The 1994 Newsweek Champions Cup and the Evert Cup were tennis tournaments played on outdoor hard courts. It was the 21st edition of the Indian Wells Masters and was part of the Super 9 of the 1994 ATP Tour and of Tier II of the 1994 WTA Tour. They were held at the Grand Champions Resort in Indian Wells, California, in the United States, with the women's tournament played from February 21 through February 27, 1994, while the men's tournament was played from February 28 through March 7, 1994.

The men singles was headlined by World No. 1 Pete Sampras, Jim Courier and Stefan Edberg. Other top seeds were Sergi Bruguera, Goran Ivanišević, Michael Chang, Todd Martin and Thomas Muster.

The women's draw featured World No. 1 Steffi Graf, Mary Joe Fernández, and Lindsay Davenport. Other top seeds present were Natasha Zvereva, Helena Suková, and Amanda Coetzer.

Finals

Men's singles

 Pete Sampras defeated  Petr Korda 4–6, 6–3, 3–6, 6–3, 6–2
 It was Sampras' 3rd title of the year and the 25th of his career. It was his 1st Masters title of the year and his 3rd overall.

== == ==

§ Written exercise 1: Reproduce the entire text on the 1994 Newsweek Champions Cup and Evert Cup word for word.

(Dataset items)

== == ==

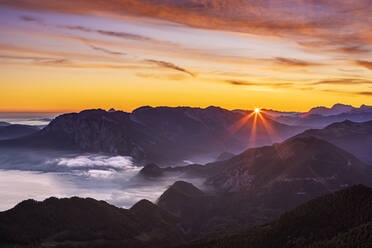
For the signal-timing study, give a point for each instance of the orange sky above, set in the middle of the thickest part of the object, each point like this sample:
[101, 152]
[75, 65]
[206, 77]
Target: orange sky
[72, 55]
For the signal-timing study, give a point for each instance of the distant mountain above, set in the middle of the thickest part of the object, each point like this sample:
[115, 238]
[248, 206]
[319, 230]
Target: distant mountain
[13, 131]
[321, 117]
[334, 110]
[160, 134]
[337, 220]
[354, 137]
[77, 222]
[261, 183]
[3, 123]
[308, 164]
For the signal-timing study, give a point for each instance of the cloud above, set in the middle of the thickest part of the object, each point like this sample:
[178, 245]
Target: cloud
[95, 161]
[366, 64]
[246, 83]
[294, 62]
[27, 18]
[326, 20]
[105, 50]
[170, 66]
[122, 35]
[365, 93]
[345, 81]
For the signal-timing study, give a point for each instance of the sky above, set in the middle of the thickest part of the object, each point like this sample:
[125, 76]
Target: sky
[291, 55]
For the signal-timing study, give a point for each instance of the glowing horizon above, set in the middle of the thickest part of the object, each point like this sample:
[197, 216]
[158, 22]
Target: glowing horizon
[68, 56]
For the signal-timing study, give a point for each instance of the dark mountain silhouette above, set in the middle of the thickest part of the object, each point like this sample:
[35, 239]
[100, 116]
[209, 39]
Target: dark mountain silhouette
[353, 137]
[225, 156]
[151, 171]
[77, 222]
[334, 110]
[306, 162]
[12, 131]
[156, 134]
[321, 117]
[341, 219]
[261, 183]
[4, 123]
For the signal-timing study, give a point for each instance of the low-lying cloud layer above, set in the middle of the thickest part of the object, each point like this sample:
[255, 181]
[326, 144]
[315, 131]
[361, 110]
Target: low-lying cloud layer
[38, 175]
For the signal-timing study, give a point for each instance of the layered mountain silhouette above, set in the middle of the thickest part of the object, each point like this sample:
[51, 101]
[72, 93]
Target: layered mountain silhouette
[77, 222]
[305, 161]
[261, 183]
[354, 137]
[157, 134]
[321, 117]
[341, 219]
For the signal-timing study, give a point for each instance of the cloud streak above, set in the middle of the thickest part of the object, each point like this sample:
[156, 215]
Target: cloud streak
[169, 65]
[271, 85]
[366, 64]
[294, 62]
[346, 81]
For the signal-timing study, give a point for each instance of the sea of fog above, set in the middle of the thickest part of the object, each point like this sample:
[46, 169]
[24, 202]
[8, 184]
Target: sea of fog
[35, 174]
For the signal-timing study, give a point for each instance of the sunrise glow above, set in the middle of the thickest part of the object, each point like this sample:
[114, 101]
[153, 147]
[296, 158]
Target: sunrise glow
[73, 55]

== == ==

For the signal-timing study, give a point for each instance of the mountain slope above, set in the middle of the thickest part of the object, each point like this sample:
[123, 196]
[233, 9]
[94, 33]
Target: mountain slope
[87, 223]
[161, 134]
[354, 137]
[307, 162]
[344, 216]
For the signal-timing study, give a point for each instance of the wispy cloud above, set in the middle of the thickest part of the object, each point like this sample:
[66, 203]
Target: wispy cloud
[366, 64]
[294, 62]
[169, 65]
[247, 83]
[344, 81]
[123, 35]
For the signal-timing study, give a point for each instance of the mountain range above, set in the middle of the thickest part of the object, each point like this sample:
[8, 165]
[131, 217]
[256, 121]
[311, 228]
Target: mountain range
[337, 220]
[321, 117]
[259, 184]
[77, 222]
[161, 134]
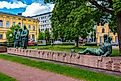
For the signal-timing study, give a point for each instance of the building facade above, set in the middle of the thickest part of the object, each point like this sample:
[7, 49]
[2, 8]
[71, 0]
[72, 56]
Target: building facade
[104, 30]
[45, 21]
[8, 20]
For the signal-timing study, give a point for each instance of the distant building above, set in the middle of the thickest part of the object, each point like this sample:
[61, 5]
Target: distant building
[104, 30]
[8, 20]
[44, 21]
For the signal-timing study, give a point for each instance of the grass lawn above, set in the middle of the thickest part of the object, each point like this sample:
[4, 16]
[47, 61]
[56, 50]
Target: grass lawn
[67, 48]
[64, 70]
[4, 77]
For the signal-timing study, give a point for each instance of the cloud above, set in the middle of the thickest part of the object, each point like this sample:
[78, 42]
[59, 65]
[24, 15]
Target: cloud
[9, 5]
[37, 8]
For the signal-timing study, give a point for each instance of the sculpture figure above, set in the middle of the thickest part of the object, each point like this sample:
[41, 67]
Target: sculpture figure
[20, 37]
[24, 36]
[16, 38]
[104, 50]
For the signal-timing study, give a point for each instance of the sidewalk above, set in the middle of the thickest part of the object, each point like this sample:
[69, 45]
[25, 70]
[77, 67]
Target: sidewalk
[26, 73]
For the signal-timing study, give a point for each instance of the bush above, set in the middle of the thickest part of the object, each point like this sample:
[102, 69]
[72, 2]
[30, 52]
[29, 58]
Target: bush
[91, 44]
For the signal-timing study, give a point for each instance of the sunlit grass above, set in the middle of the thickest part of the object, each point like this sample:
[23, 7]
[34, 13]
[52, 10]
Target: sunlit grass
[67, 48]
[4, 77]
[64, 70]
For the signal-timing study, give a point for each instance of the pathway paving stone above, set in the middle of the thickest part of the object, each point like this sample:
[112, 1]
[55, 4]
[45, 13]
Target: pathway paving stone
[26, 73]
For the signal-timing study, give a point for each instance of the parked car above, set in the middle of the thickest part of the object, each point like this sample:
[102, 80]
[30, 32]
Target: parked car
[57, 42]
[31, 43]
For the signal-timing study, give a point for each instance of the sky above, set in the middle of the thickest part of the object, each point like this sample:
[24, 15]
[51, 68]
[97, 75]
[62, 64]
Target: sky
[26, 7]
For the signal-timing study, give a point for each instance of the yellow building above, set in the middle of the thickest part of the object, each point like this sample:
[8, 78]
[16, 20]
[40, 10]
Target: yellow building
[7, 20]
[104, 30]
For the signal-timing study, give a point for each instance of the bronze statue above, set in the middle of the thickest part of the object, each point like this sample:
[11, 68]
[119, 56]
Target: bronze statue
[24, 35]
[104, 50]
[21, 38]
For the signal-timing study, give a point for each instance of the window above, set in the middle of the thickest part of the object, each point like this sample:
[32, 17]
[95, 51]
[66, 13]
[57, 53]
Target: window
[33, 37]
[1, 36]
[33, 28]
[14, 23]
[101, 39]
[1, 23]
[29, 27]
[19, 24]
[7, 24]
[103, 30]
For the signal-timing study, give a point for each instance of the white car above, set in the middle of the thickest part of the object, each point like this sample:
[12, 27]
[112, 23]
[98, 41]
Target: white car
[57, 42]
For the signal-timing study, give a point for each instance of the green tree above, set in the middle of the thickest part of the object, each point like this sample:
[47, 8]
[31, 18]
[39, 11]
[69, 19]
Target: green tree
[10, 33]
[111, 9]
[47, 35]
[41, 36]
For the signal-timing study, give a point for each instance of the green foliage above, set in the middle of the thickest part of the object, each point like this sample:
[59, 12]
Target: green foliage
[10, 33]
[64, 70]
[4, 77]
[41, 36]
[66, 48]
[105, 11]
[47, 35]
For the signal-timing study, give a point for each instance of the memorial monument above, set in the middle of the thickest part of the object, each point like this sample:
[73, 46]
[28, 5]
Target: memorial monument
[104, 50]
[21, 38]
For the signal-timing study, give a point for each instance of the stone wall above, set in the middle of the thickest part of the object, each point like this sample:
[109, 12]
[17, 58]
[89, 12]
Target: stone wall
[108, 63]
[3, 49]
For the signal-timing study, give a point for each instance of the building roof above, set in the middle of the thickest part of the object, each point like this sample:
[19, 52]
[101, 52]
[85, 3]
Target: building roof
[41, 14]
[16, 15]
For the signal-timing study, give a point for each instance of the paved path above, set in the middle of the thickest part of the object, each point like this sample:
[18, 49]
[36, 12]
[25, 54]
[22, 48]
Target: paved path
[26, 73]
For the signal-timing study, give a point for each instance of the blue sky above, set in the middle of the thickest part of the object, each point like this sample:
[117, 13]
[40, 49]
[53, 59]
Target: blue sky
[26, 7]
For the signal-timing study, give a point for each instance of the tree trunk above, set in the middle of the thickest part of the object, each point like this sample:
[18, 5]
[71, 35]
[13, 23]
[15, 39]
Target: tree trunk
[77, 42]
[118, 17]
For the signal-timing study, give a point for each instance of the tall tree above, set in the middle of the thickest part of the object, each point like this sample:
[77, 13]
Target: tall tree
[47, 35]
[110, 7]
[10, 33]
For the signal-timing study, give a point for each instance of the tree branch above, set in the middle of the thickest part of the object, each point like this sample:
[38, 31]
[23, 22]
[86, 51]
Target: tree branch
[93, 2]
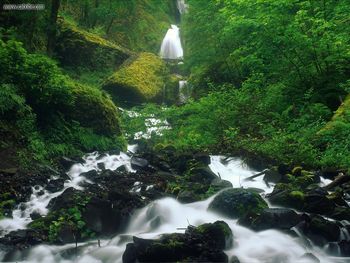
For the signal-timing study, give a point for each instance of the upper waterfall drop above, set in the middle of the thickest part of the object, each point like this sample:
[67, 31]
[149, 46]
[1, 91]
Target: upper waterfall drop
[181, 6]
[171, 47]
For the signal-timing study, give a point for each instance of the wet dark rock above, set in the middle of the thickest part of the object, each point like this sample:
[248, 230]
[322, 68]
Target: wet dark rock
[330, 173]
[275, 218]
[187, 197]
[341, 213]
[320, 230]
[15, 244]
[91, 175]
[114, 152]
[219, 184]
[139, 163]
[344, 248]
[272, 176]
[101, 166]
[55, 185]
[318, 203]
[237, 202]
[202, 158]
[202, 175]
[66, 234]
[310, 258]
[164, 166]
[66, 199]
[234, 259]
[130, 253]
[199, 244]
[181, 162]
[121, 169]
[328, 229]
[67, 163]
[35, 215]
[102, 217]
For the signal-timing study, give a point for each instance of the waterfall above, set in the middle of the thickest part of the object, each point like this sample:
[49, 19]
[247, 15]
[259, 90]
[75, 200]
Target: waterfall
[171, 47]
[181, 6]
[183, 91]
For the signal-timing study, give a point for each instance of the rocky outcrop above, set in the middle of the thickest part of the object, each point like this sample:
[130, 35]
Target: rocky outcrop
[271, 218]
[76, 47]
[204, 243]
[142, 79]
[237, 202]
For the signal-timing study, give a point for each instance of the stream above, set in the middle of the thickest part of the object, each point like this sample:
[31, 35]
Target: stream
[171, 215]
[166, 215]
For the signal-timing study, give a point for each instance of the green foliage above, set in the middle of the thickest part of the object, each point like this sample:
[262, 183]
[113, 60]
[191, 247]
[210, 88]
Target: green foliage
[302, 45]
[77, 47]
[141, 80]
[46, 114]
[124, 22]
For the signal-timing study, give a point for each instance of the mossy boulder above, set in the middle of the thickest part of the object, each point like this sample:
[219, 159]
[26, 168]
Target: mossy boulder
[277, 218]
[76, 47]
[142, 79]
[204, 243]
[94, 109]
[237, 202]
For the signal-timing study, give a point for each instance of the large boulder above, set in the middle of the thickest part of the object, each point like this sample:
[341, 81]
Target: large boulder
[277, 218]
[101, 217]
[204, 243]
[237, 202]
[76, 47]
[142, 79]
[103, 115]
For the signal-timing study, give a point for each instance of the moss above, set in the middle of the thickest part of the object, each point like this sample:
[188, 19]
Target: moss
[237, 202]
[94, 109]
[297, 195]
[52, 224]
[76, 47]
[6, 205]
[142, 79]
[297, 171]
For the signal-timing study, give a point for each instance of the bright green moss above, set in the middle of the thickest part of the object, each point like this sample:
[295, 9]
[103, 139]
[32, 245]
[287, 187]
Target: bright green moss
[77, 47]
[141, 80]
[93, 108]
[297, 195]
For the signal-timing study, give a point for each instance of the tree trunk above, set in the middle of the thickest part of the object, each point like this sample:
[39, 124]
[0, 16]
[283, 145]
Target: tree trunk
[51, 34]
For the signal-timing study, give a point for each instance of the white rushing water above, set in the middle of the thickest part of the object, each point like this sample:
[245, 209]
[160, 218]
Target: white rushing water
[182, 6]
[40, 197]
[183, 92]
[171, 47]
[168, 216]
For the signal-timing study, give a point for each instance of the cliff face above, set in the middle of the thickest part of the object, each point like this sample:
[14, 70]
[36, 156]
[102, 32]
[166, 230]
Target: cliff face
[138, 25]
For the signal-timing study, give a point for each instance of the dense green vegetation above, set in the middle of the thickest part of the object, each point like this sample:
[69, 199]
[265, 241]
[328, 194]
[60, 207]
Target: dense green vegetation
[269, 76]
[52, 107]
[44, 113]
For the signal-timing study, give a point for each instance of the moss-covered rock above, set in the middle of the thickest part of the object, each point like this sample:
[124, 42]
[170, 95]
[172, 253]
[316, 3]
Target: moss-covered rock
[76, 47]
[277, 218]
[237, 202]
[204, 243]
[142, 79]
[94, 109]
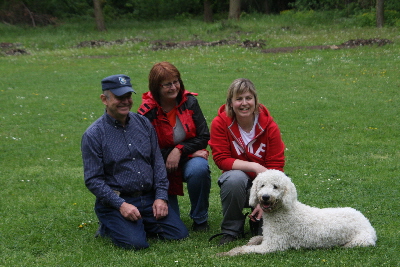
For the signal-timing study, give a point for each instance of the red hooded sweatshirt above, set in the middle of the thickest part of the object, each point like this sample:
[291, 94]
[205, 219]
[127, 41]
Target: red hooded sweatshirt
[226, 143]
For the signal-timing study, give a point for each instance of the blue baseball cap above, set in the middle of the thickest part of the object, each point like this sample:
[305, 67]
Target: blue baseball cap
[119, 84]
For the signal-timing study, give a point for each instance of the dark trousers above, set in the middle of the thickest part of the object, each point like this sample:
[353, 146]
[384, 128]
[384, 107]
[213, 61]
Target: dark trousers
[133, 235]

== == ==

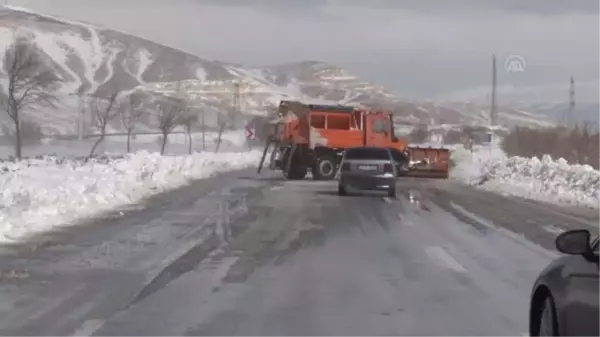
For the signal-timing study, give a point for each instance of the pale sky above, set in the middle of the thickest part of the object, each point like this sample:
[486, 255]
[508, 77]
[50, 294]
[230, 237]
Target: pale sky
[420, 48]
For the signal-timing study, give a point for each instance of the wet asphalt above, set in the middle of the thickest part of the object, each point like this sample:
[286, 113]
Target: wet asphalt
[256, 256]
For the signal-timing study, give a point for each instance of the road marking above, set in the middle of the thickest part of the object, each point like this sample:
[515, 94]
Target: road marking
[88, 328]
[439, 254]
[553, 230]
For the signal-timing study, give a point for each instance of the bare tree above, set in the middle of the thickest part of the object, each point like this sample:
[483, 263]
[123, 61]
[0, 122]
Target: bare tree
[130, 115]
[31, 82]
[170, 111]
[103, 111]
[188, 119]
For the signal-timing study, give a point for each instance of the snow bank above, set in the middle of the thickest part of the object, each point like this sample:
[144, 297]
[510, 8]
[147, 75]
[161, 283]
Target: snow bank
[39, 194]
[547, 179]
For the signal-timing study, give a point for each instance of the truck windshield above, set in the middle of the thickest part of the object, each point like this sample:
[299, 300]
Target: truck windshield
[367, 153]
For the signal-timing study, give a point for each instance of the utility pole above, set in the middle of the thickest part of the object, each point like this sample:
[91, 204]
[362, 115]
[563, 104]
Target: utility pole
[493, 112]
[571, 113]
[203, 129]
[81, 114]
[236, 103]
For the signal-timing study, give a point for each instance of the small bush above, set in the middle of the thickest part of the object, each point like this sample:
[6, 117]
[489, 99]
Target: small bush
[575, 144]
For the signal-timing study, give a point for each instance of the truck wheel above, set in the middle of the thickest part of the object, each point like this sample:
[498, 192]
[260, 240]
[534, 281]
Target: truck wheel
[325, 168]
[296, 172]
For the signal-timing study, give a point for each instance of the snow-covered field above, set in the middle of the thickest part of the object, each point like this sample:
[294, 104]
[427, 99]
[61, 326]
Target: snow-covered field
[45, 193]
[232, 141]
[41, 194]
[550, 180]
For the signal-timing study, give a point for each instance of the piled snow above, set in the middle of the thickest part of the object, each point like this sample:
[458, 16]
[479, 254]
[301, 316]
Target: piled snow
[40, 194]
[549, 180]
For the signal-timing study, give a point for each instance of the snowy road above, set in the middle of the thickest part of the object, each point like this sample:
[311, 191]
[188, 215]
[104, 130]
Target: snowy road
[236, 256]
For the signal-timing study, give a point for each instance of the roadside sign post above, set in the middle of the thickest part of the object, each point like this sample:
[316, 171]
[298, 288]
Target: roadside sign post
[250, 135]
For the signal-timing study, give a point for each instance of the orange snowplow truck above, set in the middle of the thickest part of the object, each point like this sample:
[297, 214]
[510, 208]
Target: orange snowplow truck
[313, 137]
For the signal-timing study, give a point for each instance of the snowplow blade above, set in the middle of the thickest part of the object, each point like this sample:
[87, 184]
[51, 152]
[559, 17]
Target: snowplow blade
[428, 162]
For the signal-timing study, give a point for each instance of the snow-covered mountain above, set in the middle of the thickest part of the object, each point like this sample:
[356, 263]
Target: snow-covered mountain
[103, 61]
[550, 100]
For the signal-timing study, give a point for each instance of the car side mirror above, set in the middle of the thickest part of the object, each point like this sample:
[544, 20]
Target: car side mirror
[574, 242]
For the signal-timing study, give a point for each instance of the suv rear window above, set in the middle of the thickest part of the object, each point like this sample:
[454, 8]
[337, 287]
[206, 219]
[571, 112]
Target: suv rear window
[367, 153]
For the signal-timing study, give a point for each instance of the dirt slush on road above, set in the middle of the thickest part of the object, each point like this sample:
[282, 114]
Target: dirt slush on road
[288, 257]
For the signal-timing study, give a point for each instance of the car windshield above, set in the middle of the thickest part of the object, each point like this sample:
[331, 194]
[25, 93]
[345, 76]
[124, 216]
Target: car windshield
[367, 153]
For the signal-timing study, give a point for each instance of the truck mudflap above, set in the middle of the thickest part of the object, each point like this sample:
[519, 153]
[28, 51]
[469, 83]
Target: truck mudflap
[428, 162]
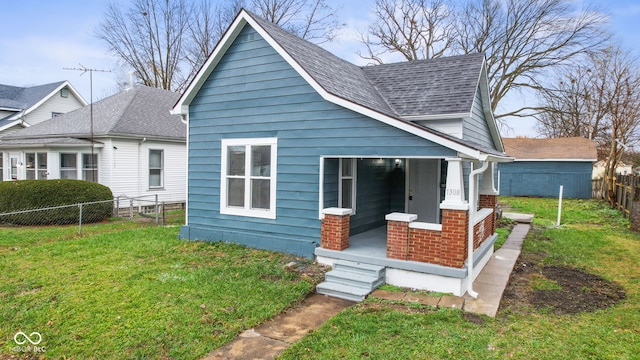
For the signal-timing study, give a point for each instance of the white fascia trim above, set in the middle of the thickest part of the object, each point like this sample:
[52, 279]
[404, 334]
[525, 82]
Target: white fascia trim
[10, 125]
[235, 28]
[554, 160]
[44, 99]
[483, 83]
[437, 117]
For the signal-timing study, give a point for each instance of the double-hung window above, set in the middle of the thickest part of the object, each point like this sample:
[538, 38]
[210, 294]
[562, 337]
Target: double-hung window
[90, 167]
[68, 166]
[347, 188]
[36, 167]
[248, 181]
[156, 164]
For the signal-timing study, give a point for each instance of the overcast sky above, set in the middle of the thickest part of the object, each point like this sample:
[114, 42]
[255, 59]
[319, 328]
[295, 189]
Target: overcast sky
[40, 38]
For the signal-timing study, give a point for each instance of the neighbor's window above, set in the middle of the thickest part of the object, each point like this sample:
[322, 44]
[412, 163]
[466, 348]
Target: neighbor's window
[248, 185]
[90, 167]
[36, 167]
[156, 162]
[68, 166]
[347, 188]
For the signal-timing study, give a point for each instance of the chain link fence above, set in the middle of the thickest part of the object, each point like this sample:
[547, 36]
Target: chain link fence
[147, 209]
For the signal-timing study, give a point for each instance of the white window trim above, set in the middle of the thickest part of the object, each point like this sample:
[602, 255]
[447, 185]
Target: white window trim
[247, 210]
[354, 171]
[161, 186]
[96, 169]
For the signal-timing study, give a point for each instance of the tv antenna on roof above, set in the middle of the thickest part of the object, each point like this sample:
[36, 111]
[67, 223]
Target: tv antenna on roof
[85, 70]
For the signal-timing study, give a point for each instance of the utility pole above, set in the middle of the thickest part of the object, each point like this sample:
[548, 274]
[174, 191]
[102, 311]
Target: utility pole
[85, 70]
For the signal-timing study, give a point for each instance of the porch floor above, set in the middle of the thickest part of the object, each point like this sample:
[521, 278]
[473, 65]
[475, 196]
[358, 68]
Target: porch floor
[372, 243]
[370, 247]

== == ==

§ Written exercise 2: List every line of the records that contains the word "trousers".

§ Exercise output 1:
The 1994 Newsweek Champions Cup and the Evert Cup were tennis tournaments played on outdoor hard courts. It was the 21st edition of the Indian Wells Masters and was part of the Super 9 of the 1994 ATP Tour and of Tier II of the 1994 WTA Tour. They were held at the Grand Champions Resort in Indian Wells, California, in the United States, with the women's tournament played from February 21 through February 27, 1994, while the men's tournament was played from February 28 through March 7, 1994.

The men singles was headlined by World No. 1 Pete Sampras, Jim Courier and Stefan Edberg. Other top seeds were Sergi Bruguera, Goran Ivanišević, Michael Chang, Todd Martin and Thomas Muster.

The women's draw featured World No. 1 Steffi Graf, Mary Joe Fernández, and Lindsay Davenport. Other top seeds present were Natasha Zvereva, Helena Suková, and Amanda Coetzer.

Finals

Men's singles

 Pete Sampras defeated  Petr Korda 4–6, 6–3, 3–6, 6–3, 6–2
 It was Sampras' 3rd title of the year and the 25th of his career. It was his 1st Masters title of the year and his 3rd overall.

§ Exercise output 2:
For the signal-timing study, give a point for each instance of the dark trousers above, set in the middle of the thickest part of the object, each point like this sample:
Target: dark trousers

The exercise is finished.